— Start Source material —

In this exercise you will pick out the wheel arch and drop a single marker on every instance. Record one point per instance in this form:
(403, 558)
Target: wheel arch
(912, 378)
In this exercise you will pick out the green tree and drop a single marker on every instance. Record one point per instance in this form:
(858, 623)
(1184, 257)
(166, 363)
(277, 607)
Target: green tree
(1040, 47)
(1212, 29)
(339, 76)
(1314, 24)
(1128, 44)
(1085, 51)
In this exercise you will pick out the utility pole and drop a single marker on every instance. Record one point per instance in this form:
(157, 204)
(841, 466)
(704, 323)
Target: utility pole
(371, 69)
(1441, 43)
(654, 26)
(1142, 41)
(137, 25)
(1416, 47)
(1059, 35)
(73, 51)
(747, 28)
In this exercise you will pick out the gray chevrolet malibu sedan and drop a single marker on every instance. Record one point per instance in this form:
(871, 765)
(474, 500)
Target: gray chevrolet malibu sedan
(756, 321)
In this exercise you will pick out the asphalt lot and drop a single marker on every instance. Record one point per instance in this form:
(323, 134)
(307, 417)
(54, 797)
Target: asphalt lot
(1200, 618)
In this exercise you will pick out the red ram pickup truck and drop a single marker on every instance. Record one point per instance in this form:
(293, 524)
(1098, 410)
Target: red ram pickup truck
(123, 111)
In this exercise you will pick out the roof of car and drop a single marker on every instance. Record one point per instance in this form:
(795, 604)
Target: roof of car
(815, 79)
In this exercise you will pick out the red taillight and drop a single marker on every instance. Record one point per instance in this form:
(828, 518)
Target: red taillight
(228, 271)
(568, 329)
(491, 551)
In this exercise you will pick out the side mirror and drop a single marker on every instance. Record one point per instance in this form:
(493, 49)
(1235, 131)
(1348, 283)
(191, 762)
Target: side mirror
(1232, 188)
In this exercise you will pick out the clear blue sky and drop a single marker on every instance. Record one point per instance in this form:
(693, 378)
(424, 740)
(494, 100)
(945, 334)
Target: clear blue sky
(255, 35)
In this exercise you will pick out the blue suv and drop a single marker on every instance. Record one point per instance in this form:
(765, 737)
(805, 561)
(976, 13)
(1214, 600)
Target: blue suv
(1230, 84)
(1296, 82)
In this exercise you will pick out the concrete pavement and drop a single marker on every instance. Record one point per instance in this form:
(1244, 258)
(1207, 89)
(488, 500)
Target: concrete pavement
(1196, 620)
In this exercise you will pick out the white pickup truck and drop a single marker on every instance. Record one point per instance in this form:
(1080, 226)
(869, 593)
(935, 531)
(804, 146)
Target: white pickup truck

— End Source material —

Required work: Rewrite everything from the line containing "In this exercise you will pick out the white" down to the end of the listing, changing "white pickup truck" to "silver pickup truck" and leaving everything else unchanged.

Completed task:
In this exercise you will pick out the silver pickup truck and drop a single marker on every instance. Record one point per instance in this form:
(1080, 226)
(869, 593)
(935, 531)
(804, 146)
Target: silver pickup truck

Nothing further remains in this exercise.